◆ 引用文 ◆
最初に生産性の定義を明確にしておきたいと思います。生産性とは投入した資本に対してどれだけの付加価値が生まれたかということを数値化したものです。日本生産性本部の定義では; [付加価値(=人件費+経費+経常利益)]=[売上高―外部から購入した費用]  [1人当たり労働生産性]=付加価値÷労働者数 で、 [1時間当たり労働生産性]=付加価値÷(労働者数×労働時間) です。 2017年における1時間当たり労働生産性は;日本 47.5ドル、米国 72.0ドル、ドイツ 69.8ドル です。 生産性を決める要素は;①付加価値、②労働者数、③労働時間 になります。

「労働生産性の国際比較2018」|エンジニアリングチェーンマネジメント/モジュラーデザイン研究会[ECM/MDI・PLM]

「労働生産性の国際比較2018」

稼ぐ力を比較すると、日本は大人数で長時間労働しないと同じ金額を稼げないことになっています。

[10,000ドル稼ぐ労働時間]OECD、IMF資料|エンジニアリングチェーンマネジメント/モジュラーデザイン研究会[ECM/MDI・PLM]

[10,000ドル稼ぐ労働時間]OECD、IMF資料

生産性を高めるには、①付加価値を上げる、②労働者数を減らす、③労働時間を減らす ことが必要になります。 付加価値を上げ生産性を高めるために企業経営者が検討することがらは
a.産業構造の変化、b.ビジネスアーキテクチャーの変化、c.業務プロセスの見直し、d.労働者のスキルの見直し になります。産業構造は技術の進化、市場のグローバル化やそれに伴う多様なニーズへの適応などに伴って常に変化しています。産業構造の変化に伴いビジネスアーキテクチャーを見直し、業務プロセスや労働者のスキルを再構築し続けることが求められています。近年の産業構造を大きく変化させているのはICT(Information and Communication Technology:情報通信技術)の進化と産業への波及です。第4次産業革命と呼ばれています。我が国の労働生産性が低い原因は、産業構造の変化に即してビジネスアーキテクチャーを見直していない旧態依然とした考え方が組織の行動を規制しることに起因します。  そこで、生産性を高める手段の一つである[モジュール化]の意味と、我が国が得意としてきた
[インテグラル(擦り合わせ)]の功罪について考えてみたいと思います。


2:モジュール化の意味と産業への適用

モジュール(module)とは本来、寸法を表す言葉です。例えば建築の分野では「基準寸法」のことをモジュールと呼びますし、機械の分野では「歯車の歯の大きさを表す単位」のことをモジュールと呼びます。これらはいずれも「基準となる寸法」を表すことから、「その基準によって交換可能となった構成要素」のこともモジュールと呼ぶようになりました。「規格化されている」「交換可能である」「独立性が高い」「何かの部分である」点が共通しています。 「モジュール化」とは、製品や組織活動の機能を分割し、分割された機能間のインターフェースを標準化・規格化することで、分割された機能が独立性を保ちながら進化できることで、製品や組織活動が常に更新できるようなシステムです。 コンピューター産業が「モジュール化」によって大きな発展を遂げたことをきっかけに、広く経営の分野でも「モジュール化」の重要性が指摘されるようになりました。例えばパソコンは、メモリーやハードディスクなどの「標準化された部品」を組み立てて生産できる仕組みになっています。従って、各々の部品をどのメーカーが生産しても、全体としては問題なく動作するわけです。しかも、個々の部品が独立して性能を向上することに経営資源が投入でき、②労働者の減少や③労働時間の短縮につながり、結果として労働生産性の向上と、産業全体の発展につながりました。 産業構造のモジュール化により、業界では「国際的で水平的な分業体制」が確立されることになりました。そこで経営に関するさまざまな分野(生産・業務プロセス・組織形態など)において、「モジュール化」の有用性が認められるようになりました。現在進められているIndustry4.0の動きは、産業構造のモジュール化を進め、各モジュールが独立に成長することで、全体の生産性を高めようとする活動です。

◆ やること ◆
1) 次の (a)〜(c) が引用文と合っているかを、それぞれ「はい」か「いいえ」で答え、決め手となる引用文の言葉をそのまま引いてください。(a) 2017年の1時間当たり労働生産性では、ドイツが米国を上回っている。(b) モジュールはもともと寸法を表す言葉である。(c) ICTの進化と産業への波及は、第4次産業革命と呼ばれている。
2) 引用文のうち、「[10,000ドル稼ぐ労働時間]OECD、IMF資料|エ」で始まり「[インテグラル(擦り合わせ)]の功罪について考えてみたいと思います。」で終わる部分を、一字も変えずに書き出してください。
行は引用文とは別の資料です。

◆ 抜き出した行 ◆
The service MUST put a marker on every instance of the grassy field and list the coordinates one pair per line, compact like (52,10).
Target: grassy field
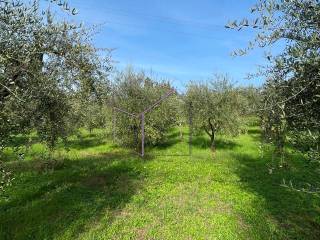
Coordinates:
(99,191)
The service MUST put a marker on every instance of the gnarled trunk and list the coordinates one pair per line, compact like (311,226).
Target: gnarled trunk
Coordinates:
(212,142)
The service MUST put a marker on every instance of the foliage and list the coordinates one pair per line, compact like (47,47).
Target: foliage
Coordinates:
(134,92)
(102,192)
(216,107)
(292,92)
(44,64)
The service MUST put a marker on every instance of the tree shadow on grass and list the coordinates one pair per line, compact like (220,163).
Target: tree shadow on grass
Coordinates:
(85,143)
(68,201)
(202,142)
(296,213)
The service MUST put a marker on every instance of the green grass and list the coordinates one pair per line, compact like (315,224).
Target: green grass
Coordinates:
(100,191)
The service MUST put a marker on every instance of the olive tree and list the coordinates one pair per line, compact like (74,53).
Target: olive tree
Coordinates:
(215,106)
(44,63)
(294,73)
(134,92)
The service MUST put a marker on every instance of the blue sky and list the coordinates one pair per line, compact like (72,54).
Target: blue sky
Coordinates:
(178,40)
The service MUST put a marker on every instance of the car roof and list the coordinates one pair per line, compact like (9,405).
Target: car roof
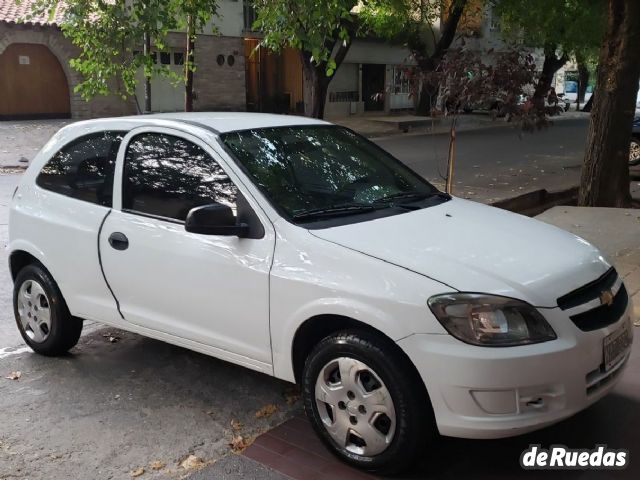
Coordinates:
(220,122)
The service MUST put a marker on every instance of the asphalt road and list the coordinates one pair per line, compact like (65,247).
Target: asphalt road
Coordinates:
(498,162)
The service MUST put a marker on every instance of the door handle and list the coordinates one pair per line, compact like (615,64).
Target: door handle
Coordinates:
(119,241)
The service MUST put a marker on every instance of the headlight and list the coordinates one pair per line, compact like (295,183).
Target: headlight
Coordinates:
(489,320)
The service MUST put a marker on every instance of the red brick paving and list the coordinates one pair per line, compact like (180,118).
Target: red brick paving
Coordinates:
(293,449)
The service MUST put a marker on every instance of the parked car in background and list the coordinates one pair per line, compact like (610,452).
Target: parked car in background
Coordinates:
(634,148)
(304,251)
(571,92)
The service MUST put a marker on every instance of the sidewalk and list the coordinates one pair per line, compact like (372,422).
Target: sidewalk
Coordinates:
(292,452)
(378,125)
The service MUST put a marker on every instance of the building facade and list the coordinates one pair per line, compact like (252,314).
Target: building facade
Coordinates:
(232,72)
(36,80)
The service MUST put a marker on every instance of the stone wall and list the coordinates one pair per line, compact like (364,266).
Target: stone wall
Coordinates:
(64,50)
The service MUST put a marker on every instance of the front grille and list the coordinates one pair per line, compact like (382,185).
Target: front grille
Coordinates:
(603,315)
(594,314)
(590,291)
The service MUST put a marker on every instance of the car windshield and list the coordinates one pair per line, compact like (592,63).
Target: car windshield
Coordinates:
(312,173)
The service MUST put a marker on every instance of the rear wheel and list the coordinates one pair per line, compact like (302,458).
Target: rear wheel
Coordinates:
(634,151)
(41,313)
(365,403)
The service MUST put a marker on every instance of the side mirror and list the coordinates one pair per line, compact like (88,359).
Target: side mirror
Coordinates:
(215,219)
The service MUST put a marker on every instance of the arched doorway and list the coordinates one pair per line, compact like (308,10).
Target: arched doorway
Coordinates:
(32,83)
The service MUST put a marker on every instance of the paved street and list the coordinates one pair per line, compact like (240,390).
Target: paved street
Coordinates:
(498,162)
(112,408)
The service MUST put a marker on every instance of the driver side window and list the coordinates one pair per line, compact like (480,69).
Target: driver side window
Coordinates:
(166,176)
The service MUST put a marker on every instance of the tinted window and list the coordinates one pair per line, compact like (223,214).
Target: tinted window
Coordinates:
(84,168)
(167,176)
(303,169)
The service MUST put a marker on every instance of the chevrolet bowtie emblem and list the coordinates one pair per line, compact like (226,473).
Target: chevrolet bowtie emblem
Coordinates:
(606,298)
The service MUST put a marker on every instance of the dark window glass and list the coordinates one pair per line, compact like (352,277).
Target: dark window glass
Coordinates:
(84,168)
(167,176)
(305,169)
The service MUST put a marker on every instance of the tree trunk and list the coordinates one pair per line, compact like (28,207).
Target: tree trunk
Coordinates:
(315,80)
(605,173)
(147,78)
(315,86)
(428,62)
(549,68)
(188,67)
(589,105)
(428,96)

* * *

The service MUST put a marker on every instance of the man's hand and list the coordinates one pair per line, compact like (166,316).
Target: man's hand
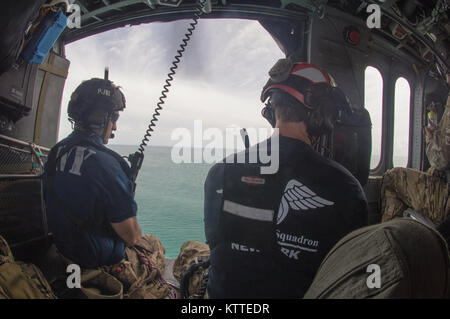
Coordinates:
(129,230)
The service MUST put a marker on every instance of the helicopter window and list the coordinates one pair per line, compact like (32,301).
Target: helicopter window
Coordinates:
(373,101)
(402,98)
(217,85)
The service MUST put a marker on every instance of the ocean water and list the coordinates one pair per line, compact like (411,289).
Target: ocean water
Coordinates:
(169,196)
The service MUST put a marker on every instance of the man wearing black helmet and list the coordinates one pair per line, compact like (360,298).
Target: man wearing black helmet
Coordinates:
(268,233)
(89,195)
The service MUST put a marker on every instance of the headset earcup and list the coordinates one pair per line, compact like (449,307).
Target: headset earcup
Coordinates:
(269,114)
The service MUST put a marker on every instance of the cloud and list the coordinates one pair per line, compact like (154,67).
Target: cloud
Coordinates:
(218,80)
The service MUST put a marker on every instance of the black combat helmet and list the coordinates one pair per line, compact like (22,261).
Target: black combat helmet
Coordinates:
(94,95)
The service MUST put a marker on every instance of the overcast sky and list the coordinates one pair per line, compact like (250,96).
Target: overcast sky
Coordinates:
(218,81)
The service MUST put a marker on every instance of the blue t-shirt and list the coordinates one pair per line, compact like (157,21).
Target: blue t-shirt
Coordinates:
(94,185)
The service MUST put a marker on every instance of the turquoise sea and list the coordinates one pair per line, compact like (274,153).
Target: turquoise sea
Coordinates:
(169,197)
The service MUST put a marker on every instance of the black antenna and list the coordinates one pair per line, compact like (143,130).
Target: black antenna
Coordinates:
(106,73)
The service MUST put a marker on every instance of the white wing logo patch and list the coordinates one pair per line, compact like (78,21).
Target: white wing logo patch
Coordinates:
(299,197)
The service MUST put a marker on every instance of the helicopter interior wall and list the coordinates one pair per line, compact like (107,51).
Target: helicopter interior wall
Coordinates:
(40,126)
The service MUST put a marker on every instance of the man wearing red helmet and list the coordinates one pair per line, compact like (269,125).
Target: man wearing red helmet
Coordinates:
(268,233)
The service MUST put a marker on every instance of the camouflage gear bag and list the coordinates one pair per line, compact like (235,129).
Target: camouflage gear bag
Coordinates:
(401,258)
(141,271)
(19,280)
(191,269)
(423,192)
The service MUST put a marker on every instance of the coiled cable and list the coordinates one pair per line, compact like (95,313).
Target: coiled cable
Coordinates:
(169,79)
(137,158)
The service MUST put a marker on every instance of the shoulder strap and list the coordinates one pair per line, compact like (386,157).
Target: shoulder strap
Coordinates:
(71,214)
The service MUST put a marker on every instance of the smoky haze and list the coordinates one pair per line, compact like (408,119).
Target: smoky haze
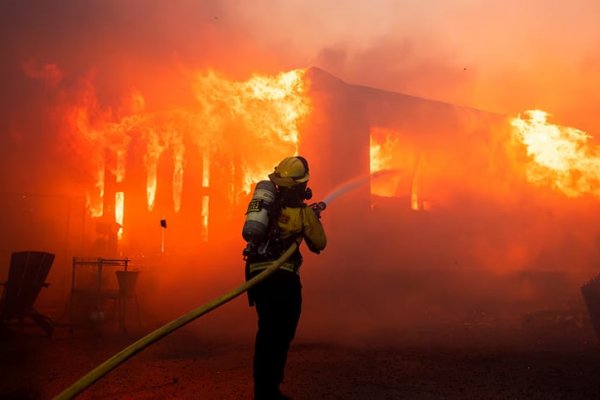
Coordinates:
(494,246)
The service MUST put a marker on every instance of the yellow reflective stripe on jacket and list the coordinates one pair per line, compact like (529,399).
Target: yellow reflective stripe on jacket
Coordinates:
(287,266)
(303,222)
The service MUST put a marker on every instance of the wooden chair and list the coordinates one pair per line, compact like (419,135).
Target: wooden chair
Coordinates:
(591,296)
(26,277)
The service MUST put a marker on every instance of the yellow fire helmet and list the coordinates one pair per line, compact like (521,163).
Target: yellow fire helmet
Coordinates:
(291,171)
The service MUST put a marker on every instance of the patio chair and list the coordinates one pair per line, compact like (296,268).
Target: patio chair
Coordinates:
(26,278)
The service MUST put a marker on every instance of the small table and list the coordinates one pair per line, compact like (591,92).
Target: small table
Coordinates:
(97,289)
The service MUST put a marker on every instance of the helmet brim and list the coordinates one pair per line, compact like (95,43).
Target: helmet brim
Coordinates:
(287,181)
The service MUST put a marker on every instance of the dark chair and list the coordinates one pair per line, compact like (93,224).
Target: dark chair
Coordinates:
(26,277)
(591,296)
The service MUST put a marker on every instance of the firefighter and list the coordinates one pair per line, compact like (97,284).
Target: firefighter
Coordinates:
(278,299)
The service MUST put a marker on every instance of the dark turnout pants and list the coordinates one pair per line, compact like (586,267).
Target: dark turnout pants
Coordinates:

--

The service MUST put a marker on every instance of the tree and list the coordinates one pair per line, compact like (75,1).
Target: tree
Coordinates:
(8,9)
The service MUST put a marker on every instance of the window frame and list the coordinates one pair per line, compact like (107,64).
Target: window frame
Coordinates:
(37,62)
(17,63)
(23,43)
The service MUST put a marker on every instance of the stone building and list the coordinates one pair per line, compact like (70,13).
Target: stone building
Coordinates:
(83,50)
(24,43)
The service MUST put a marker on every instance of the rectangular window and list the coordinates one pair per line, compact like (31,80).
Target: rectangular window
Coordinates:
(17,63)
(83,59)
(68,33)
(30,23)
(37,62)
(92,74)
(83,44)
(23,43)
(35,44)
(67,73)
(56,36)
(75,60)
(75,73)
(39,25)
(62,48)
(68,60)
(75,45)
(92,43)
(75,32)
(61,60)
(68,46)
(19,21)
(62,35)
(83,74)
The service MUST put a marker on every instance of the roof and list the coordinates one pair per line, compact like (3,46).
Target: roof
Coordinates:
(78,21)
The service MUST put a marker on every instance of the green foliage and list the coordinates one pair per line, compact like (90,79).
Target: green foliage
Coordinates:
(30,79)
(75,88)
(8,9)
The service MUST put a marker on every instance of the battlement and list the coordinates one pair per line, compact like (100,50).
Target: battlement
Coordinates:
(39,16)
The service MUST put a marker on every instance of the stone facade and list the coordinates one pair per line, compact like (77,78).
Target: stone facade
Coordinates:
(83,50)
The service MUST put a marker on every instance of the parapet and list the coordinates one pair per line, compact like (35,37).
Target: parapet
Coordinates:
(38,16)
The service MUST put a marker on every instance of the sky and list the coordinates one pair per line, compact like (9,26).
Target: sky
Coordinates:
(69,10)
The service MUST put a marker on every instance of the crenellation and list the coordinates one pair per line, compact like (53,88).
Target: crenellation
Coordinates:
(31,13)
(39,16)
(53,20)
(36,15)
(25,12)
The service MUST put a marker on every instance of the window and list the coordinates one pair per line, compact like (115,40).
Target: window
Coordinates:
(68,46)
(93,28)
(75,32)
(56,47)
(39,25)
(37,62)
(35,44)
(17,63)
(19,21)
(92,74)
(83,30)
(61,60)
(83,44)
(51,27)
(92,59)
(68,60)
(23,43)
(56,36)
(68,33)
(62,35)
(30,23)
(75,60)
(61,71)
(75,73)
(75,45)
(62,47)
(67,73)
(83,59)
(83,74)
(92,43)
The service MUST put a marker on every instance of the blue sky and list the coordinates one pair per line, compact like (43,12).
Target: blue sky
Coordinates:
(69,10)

◆ 解答 ◆
1)
(a) いいえ。「米国 72.0ドル、ドイツ 69.8ドル」
(b) はい。「モジュール(module)とは本来、寸法を表す言葉です。」
(c) はい。「近年の産業構造を大きく変化させているのはICT(Information and Communication Technology:情報通信技術)の進化と産業への波及です。第4次産業革命と呼ばれています。」

2)
[10,000ドル稼ぐ労働時間]OECD、IMF資料|エンジニアリングチェーンマネジメント/モジュラーデザイン研究会[ECM/MDI・PLM]

[10,000ドル稼ぐ労働時間]OECD、IMF資料

生産性を高めるには、①付加価値を上げる、②労働者数を減らす、③労働時間を減らす ことが必要になります。 付加価値を上げ生産性を高めるために企業経営者が検討することがらは
a.産業構造の変化、b.ビジネスアーキテクチャーの変化、c.業務プロセスの見直し、d.労働者のスキルの見直し になります。産業構造は技術の進化、市場のグローバル化やそれに伴う多様なニーズへの適応などに伴って常に変化しています。産業構造の変化に伴いビジネスアーキテクチャーを見直し、業務プロセスや労働者のスキルを再構築し続けることが求められています。近年の産業構造を大きく変化させているのはICT(Information and Communication Technology:情報通信技術)の進化と産業への波及です。第4次産業革命と呼ばれています。我が国の労働生産性が低い原因は、産業構造の変化に即してビジネスアーキテクチャーを見直していない旧態依然とした考え方が組織の行動を規制しることに起因します。  そこで、生産性を高める手段の一つである[モジュール化]の意味と、我が国が得意としてきた
[インテグラル(擦り合わせ)]の功罪について考えてみたいと思います。